Down to the last character, write out the records below.

Data records
----------------------------------------
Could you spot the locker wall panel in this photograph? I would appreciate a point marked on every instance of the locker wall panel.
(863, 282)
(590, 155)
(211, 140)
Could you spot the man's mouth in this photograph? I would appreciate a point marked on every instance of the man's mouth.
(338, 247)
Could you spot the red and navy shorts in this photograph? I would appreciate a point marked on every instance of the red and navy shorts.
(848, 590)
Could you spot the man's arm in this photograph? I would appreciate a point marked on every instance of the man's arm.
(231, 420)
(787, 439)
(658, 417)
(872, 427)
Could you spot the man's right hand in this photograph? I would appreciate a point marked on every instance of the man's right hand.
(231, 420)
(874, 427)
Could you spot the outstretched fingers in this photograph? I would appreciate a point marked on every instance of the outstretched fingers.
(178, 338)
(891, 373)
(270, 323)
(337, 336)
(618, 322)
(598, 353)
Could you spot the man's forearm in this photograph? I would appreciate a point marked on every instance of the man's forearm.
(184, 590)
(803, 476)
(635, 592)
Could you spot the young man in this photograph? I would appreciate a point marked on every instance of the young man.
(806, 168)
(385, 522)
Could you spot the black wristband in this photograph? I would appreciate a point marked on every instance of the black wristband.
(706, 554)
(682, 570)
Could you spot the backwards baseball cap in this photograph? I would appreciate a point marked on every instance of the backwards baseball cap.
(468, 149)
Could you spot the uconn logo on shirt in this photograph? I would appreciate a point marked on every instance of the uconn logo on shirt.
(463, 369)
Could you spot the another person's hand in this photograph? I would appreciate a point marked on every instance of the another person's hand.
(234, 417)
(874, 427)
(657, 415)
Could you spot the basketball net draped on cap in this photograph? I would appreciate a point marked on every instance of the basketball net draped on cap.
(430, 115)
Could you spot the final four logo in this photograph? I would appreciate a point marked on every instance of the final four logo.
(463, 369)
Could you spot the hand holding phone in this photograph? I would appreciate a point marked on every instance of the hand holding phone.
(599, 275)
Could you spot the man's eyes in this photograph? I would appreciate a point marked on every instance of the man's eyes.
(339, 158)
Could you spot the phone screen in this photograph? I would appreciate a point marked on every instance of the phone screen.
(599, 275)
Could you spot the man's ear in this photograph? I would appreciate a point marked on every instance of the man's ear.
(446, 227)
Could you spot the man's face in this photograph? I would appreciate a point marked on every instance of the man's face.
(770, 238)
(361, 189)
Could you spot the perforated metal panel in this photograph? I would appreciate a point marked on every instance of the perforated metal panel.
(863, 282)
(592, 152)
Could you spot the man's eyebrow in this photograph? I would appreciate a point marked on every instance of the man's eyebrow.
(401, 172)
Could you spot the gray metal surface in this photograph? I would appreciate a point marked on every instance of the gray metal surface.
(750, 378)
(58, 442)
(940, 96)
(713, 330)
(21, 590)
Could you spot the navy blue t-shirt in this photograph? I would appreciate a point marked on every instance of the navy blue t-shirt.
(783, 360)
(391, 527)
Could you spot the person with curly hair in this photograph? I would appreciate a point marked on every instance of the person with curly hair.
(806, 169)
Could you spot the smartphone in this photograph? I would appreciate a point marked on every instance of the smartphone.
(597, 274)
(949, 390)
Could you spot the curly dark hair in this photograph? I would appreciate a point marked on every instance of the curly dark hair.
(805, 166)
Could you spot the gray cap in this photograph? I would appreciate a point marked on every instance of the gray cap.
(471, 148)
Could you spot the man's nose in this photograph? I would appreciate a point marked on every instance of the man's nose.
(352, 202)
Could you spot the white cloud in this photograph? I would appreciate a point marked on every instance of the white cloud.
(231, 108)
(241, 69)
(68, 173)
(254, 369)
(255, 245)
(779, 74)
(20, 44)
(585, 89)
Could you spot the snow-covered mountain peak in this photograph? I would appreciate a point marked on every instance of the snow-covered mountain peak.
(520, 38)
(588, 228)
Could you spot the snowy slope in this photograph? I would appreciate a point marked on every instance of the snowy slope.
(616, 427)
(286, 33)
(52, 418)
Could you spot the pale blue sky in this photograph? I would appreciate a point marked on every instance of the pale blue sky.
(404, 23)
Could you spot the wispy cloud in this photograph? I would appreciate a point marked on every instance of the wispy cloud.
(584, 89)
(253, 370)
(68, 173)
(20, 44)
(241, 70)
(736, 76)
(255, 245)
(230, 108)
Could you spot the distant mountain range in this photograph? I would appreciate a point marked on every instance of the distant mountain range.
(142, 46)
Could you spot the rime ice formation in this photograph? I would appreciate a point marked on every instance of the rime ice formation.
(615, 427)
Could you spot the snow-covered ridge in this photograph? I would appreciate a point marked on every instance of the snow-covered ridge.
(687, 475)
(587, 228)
----------------------------------------
» PROBLEM SOLUTION:
Could you spot the locker wall panel in this photograph? I would appreciate a point marked on every instance of the locker wall panel.
(863, 282)
(590, 155)
(211, 140)
Could you spot the man's mouth in this photograph? I would appreciate a point marked on every instance of the man's mouth.
(338, 247)
Could you spot the red and navy shorts in this photograph? I would appreciate a point marked on every instance of the red and navy shorts.
(848, 590)
Could you spot the man's arm in this photograph? I would appreciate a point marked on every instance of the man's arm.
(231, 420)
(787, 439)
(658, 417)
(872, 427)
Could you spot the man's right hand in this photograph? I would appreciate a point marked on every instance of the man's right hand.
(231, 420)
(874, 427)
Could you spot the outstretched fingers in this photograph? I would appreciate a point marked on every instance of the outstretched fingers.
(178, 338)
(891, 373)
(270, 323)
(337, 336)
(618, 322)
(598, 353)
Could you spot the man's forearm in this photograph? I would appreciate a point marked on every instance of the man's forearm.
(184, 590)
(803, 476)
(635, 592)
Could you spot the young man in this photograph? I would appreciate a point marked on every instance of the young man.
(806, 168)
(385, 522)
Could you spot the black wristband in this photograph? I would appreciate a point marked on every instance of the black wristband.
(706, 554)
(682, 570)
Could you spot the backwards baseball cap in this photograph? I would appreciate a point marked on every instance of the backwards baseball cap.
(468, 149)
Could you spot the uconn logo on shirt in this photograph? I would appreciate a point marked on every instance of the uconn logo on shirt.
(463, 369)
Could you spot the another person's hand in this photograph? I would appreciate a point marked on every instance of the another person's hand.
(234, 417)
(874, 427)
(657, 415)
Could you spot the basketball net draped on cap in this photograph? I would appreciate a point marked on every instance of the basketball net draped on cap.
(430, 115)
Could you spot the final four logo in this photograph? I would appreciate a point marked on every instance of the final four logo.
(463, 369)
Could you spot the hand holding phone in this photograph? I would appreciate a point marked on every instance of the hand holding phone.
(599, 275)
Could you spot the man's eyes in this photograph? I would appreciate a point marked on every instance of the man's eyes.
(339, 158)
Could you spot the phone screen in this photograph? I would appreciate a point marked on every instance of the phone screen.
(599, 275)
Could you spot the man's ear in this photograph? I would appreciate a point marked on every instance of the man's ear.
(446, 227)
Could you spot the man's face in this photograph? I would appreciate a point marked on every instance of the man's face.
(770, 238)
(361, 189)
Could you spot the perforated metal panel in this photograph? I would appreciate a point marked on every instance of the perforated metal panel.
(863, 282)
(592, 152)
Could you spot the man's eyebrow in this photograph? I would appreciate a point marked on every instance of the man's eyebrow.
(401, 172)
Could you spot the gray metal surface in this photograph? I would appreciate a point marked on every instance of the gray metal surface.
(750, 378)
(58, 442)
(940, 96)
(713, 330)
(21, 590)
Could you spot the navy blue t-shirt in this photograph? I would appreciate a point marked on every instance of the navy blue t-shirt.
(783, 360)
(391, 527)
Could you spot the person with curly hair in this photograph? I would appreciate a point marked on every instance of the person with curly hair.
(806, 169)
Could you spot the smartphone in this photograph? I would appreciate a point marked on every instance of the smartphone.
(597, 274)
(949, 390)
Could you spot the curly dark hair in this photograph? I would appreciate a point marked on every instance of the curly dark hair.
(805, 166)
Could you spot the gray cap in this photograph? I would appreciate a point marked on every instance of the gray cap.
(471, 148)
Could you spot the man's nose in this photograph? I would appreciate a point marked on every instance of the man's nose.
(352, 202)
Could you spot the white cloud in this photograph? I would appreciate a point marked on every instance of the white cloud.
(231, 108)
(241, 69)
(68, 173)
(254, 369)
(255, 245)
(779, 74)
(20, 44)
(585, 89)
Could you spot the snow-covered mountain peak in this photograph? I would appreciate a point marked on every instance of the snow-covered mountain peak.
(520, 38)
(588, 228)
Could you spot the snowy slope in this photograph? I would appreciate a point marked on every instance of the snowy slope.
(616, 427)
(286, 33)
(52, 418)
Could you spot the pale blue sky in this photograph? I would appreciate a point marked on every instance of the pale blue sky.
(404, 23)
Could you spot the wispy cloud in this photograph? I would appreciate a point marked on every instance of the wispy cloud.
(584, 89)
(253, 370)
(68, 173)
(20, 44)
(241, 70)
(736, 76)
(255, 245)
(230, 108)
Could you spot the distant mountain range in this photograph? I would appreciate a point marked on every instance of the distant mountain range.
(142, 46)
Could you spot the rime ice formation in this photograph? I would appreciate a point marked on every instance of the rime ice formation.
(615, 427)
Could you spot the snow-covered ridge in this photograph? I would appreciate a point marked on every instance of the snow-covered ridge.
(687, 475)
(587, 228)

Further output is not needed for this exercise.